抱き合う浅羽(中村倫也)&里保(石橋静河) 『この恋あたためますか』第3話
 とうとう四角関係が本格的に動き出した『この恋あたためますか』(TBS系/毎週火曜22時)。11月3日(火)放送の第3話では、冬の冷たさが香る切ない物語が繰り広げられた。(文=阿部桜子) ※本記事はネタバレを含みます。ご注意下さい

【写真】浅羽の胸を借りる里保 『恋あた』第3話を振り返る


■“配送テスト”が鍵になった第3話だったが…

 商品化は叶わなかったもののココエブリィで働けることになった井上樹木(森七菜)は、北川里保(石橋静河)が考案した「プチシューオーケストラ」を店頭に並べるための“配送テスト”をともに行う。店で作るケーキ屋とは違い、トラックで運ばなければいけないコンビニスイーツは、形状を崩さず店舗まで運べることが商品化の鍵となるという。

 しかし、「プチシューオーケストラ」の配送は失敗続き。何種類もの容器をカタログから選び、発注し、シュークリームを詰め、トラックに乗せ、店舗まで赴いて結果を確認。この工程を何度も何度も繰り返す。開発時点で数え切れぬほど試食を重ねてきたのに、またしても商品化の高い壁が立ちはだかる。

 実は放送日の3日に変わった深夜、筆者は深夜の孤独を癒やすため「セブンイレブン」に行った。そこに並んでいたのは「恋する火曜日のチョコっとリラックシュ~」。樹木のシュークリームは落ちたはずなのに…。嫌な胸騒ぎがする。その予感は的中し、配送テストに通らなかった「プチシューオーケストラ」の代わりに、樹木のシュークリームが発売されることが決まった。

楽しそうにスイーツ分析する里保&樹木 『この恋あたためますか』第3話
■語らずにはいられぬラストシーン

 望まぬ形で選ばれた樹木。やっと掴んだチャンスの尾を離してしまった里保。どちらも“選ばれなかった苦しみ”を知る二人だからこそ、この結果に不完全燃焼な想いを抱える。それでも里保は、周りに気を使わせないようにと気丈に振る舞った。樹木の素直さに眩しさを覚えながら…。

 そんな第3話だったが、最も胸を締め付けたのは、あのラストシーンだろう。発売した「リラックシュ~」を社長の浅羽拓実(中村倫也)に届けようと、樹木は嬉しさいっぱいで会社に戻った。そこで、SEKAI NO OWARIの「silent」が鳴り響く。

 樹木の軽快な足取りとは裏腹に、しんしんと積もる「silent」の音色と歌声。エレベーターとともに樹木の気持ちも上昇していくが、残念ながら社長室は真っ暗。がっかりしながら帰ろうとした矢先、目に飛び込んだのは、泣く里保を両手で優しく包み込む浅羽の姿だった。

■注目すべきは“視線”の演出

 第3話の演出を手掛けたのは、『私の家政夫ナギサさん』や『凪のお暇』、『中学聖日記』、『花のち晴れ~花男 Next Season~』と、数々の名作TBS系ドラマを手掛けてきた坪井敏雄。彼の手腕が、四人のあまりにも切ない四角関係を加速させる。
----------------
課題文: 上の『この恋あたためますか』第3話の記事を、2文で要約してもらえますか？
----------------
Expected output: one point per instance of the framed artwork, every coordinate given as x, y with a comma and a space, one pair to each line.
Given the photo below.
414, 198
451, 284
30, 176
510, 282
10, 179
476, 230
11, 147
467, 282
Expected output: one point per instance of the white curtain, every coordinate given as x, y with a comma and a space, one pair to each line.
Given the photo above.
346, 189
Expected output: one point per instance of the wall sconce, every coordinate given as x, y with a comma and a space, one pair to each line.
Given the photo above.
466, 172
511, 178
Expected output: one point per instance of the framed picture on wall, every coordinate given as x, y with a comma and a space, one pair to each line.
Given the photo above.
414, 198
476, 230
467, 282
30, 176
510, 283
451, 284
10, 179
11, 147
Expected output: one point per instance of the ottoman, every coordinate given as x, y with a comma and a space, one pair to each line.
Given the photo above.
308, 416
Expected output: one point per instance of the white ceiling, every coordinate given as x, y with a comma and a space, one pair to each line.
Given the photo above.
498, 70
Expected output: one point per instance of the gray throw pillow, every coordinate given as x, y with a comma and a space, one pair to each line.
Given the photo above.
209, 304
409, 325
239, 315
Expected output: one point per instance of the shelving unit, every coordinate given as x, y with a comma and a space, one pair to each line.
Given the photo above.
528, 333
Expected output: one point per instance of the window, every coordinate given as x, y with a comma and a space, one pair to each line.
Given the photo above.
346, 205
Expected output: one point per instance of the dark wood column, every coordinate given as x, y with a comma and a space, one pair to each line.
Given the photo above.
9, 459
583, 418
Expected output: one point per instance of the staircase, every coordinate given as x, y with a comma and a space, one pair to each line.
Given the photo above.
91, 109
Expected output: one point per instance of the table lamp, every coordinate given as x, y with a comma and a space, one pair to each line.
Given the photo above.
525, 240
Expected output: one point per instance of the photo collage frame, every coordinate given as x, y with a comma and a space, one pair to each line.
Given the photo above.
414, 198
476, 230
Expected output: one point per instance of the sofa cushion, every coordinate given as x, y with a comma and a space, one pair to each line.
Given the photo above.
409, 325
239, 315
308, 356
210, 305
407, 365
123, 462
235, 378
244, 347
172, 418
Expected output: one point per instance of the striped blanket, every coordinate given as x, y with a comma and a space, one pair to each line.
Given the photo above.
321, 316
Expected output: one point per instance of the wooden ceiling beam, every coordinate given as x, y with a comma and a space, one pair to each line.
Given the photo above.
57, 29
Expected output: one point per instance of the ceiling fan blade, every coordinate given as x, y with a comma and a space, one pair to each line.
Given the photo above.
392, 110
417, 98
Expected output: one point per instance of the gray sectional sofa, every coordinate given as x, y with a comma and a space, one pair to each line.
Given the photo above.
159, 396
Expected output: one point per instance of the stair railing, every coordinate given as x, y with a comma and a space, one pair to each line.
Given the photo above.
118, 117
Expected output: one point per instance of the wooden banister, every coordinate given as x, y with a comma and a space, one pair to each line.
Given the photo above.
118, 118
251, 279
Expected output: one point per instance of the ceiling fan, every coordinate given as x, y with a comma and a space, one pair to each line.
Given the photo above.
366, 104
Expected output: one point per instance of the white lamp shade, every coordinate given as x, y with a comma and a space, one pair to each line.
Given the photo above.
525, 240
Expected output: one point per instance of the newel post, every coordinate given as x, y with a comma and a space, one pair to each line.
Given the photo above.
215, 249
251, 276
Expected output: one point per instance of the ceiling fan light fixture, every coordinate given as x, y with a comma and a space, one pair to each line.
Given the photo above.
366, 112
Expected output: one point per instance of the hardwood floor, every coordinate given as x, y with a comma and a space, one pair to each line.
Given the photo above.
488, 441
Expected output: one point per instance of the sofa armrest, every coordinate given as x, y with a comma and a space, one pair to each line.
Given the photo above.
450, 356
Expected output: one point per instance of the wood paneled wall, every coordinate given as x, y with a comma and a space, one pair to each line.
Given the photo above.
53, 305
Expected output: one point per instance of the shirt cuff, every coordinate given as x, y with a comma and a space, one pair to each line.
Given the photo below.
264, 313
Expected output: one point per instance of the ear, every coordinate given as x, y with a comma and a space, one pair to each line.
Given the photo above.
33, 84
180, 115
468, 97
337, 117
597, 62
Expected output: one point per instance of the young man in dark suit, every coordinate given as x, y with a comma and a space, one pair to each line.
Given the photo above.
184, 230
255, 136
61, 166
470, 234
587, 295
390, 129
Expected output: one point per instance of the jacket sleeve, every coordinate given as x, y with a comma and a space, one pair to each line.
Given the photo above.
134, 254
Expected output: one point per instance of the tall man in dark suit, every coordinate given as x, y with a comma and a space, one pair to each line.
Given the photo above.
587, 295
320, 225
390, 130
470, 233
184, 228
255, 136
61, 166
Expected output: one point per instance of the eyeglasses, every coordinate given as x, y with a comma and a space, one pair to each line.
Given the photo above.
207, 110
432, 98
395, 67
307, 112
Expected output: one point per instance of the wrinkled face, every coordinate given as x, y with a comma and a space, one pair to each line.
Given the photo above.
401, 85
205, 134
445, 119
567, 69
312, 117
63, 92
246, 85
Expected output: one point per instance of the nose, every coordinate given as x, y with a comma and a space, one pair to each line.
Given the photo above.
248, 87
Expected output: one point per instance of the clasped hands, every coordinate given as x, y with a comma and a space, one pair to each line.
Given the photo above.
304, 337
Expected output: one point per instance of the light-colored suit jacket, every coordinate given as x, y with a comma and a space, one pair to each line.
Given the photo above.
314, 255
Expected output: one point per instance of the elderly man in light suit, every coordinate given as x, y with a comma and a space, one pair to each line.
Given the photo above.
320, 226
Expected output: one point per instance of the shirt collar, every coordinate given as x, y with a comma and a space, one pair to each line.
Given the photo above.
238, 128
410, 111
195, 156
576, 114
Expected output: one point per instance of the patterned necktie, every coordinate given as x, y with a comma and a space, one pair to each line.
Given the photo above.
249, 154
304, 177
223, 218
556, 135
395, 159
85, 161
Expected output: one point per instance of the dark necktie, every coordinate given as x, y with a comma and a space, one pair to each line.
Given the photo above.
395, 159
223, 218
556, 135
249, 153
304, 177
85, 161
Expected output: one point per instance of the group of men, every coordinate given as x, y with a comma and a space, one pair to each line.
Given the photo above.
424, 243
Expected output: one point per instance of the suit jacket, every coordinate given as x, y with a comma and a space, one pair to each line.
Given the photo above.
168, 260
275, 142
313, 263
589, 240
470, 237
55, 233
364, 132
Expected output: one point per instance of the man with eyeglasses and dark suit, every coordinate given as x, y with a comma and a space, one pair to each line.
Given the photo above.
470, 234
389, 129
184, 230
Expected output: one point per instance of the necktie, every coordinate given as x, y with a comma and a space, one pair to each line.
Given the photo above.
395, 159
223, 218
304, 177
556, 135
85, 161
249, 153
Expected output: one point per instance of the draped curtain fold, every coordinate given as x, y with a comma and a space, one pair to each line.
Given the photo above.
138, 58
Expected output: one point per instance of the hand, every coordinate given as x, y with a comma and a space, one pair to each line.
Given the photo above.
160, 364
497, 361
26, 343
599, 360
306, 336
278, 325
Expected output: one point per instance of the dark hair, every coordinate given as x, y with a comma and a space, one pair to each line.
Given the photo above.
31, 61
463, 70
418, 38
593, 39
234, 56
----------------
解答: 第3話では、樹木と里保が「プチシューオーケストラ」の配送テストを何度も繰り返したものの失敗が続き、その代わりに樹木のシュークリームの発売が決まった。発売された「リラックシュ～」を浅羽に届けようと樹木が会社に戻ると、泣く里保を浅羽が両手で優しく包み込む姿が目に飛び込んできた。